#### What the exercise asks:
Gather every row below that contains the word "dirt" and copy each of those rows in full.
===
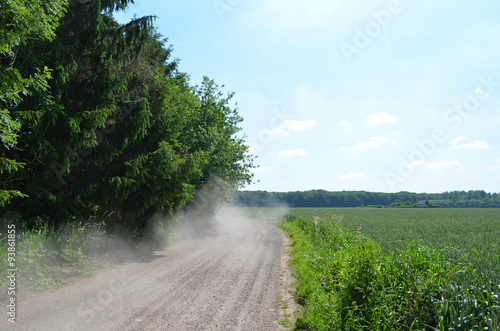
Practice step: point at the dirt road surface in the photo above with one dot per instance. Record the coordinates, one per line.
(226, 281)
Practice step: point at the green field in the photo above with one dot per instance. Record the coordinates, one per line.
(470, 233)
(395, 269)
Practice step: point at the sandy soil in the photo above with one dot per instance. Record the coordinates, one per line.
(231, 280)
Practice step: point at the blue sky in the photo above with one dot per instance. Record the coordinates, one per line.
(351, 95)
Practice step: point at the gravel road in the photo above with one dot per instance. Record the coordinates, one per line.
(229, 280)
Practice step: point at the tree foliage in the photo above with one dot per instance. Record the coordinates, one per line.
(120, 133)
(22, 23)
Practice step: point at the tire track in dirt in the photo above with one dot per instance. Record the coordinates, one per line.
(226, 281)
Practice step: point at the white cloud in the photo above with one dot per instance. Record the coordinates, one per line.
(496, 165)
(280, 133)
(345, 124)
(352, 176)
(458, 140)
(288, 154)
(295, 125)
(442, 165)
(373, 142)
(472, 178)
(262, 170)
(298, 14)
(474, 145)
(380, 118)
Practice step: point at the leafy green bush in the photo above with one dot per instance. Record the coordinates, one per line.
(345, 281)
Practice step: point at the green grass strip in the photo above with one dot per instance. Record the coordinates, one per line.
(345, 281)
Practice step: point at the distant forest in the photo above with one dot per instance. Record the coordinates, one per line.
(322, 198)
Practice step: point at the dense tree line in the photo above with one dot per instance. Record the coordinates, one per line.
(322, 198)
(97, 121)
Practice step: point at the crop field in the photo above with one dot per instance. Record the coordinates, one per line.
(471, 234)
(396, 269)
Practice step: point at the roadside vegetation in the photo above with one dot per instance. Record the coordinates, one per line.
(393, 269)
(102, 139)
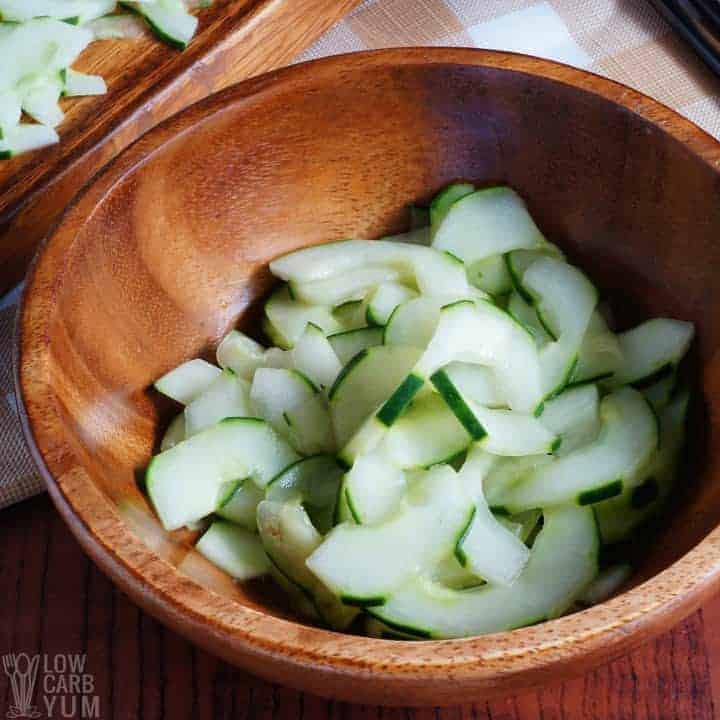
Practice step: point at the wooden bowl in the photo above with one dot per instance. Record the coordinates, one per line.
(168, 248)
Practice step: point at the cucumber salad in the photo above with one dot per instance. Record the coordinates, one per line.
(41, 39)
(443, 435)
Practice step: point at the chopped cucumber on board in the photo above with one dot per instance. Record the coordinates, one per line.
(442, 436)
===
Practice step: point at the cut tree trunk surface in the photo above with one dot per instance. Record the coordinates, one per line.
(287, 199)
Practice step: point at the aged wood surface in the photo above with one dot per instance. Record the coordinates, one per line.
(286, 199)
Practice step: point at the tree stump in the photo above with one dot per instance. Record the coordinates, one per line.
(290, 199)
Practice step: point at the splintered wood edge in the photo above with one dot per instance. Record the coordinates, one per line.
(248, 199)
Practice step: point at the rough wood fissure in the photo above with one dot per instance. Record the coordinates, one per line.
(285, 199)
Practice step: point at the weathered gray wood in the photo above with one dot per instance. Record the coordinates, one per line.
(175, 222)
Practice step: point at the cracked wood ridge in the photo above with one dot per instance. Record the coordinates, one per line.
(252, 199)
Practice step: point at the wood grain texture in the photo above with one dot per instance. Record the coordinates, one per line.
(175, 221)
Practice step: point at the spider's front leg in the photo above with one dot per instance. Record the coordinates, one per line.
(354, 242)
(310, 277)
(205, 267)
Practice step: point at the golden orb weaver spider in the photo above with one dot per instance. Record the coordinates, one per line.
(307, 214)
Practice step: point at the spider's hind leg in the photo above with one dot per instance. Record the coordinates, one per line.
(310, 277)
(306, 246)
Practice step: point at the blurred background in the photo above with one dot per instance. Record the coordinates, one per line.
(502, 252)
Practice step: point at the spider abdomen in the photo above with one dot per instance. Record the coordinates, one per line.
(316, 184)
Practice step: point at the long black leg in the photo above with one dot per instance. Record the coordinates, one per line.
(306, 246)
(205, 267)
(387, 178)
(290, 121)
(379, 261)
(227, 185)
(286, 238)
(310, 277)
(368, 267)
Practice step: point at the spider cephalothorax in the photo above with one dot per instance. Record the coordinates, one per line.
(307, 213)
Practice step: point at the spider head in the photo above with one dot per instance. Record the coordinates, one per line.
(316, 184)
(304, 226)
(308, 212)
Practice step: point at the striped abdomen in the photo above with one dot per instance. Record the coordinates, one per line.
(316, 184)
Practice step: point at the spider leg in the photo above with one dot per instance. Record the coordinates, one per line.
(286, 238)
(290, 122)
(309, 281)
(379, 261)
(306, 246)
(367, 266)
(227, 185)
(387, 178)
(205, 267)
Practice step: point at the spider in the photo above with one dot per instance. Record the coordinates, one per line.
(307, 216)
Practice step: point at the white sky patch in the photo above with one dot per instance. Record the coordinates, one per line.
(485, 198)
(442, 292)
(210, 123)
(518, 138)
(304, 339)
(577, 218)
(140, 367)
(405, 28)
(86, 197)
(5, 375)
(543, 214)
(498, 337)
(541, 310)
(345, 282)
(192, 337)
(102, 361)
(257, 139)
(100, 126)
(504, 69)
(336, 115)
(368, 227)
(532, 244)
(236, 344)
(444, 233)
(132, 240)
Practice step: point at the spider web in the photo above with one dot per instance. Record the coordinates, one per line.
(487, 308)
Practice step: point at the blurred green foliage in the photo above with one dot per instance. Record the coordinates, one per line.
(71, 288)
===
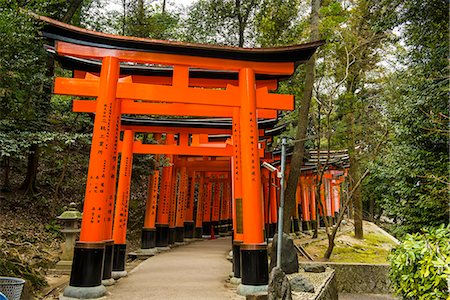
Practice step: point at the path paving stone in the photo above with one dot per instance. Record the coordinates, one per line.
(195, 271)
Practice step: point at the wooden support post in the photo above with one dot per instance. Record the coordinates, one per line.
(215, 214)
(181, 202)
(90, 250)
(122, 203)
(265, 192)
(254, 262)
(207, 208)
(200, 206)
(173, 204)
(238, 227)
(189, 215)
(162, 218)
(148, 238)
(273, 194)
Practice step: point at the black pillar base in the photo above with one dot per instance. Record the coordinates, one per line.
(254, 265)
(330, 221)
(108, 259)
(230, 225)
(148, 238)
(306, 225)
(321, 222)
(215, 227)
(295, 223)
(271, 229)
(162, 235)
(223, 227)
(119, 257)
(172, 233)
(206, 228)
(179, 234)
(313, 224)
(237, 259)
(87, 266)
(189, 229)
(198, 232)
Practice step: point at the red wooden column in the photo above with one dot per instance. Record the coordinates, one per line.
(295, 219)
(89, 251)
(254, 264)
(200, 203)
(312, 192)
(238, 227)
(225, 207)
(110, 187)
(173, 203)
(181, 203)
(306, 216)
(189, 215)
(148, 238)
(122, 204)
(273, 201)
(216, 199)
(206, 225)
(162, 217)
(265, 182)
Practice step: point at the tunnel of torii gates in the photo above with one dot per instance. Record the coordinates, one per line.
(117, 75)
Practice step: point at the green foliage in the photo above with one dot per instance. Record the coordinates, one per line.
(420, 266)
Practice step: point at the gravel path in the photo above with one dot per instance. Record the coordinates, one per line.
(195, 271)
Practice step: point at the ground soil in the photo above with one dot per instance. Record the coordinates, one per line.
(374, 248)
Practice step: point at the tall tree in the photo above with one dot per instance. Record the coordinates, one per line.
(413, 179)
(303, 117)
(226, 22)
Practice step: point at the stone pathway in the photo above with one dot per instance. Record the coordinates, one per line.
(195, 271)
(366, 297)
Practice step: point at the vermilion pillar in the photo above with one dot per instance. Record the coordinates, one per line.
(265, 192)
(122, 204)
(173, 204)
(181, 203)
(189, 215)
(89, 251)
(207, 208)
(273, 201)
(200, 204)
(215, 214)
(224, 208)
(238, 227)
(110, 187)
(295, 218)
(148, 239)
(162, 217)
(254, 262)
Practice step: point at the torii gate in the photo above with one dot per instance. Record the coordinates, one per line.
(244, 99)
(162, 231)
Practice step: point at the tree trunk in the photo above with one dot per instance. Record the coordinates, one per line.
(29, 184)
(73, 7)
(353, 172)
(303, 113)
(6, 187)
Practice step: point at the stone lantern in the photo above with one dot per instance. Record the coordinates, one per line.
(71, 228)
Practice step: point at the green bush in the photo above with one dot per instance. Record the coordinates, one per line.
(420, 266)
===
#### Output:
Practice step: point at the dirt road surface in the photo above with one dot per instance. Record the coordinates, one per line.
Practice step: point at the tire track in dirt in the photo above with one dot per instance. Record the coordinates, one per line.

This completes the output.